==== Data for analysis ====

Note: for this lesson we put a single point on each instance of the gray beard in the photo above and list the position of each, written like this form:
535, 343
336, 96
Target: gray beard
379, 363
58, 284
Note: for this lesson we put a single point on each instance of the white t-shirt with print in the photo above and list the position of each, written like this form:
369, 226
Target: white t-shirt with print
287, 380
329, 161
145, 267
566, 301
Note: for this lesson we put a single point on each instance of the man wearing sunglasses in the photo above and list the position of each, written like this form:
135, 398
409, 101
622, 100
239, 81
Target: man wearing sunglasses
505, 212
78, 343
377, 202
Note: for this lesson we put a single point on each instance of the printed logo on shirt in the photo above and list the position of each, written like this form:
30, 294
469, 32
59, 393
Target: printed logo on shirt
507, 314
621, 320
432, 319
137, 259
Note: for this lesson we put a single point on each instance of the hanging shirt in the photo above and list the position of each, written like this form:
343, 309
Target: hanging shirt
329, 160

====

Exercise instructions: Repeat the entire listing above, keeping every line exactly the same.

Completed task:
Note: for this lesson we put a single point on each instance of the gray beard in the photo above and list the position of each, written like this form:
535, 343
336, 96
Target: gray beard
379, 363
58, 284
Note: for this lesson we put a single point on each instance of the white t-shirt with print in the photo above and list the position of each, written like this form:
369, 226
Target: white t-shirt with print
287, 380
329, 161
145, 267
566, 301
Note: for this lesson we put a single point on each instance of the man wearing sunglasses in the photo above and list the position of each, written like this form:
135, 398
409, 101
622, 100
239, 81
Target: man wearing sunglasses
505, 212
78, 343
377, 202
Note: for this lesson we put a single point on each instance of the printed logo on shirt in the photo above and list the position of each, written like this form:
30, 294
469, 32
59, 393
Target: printed logo on shirt
507, 314
621, 320
432, 319
137, 259
Note: for this lesson we put a single point on each instance of the hanging shirt in the photo above and list the position of each, written like this form:
343, 309
Target: hanging shirt
329, 160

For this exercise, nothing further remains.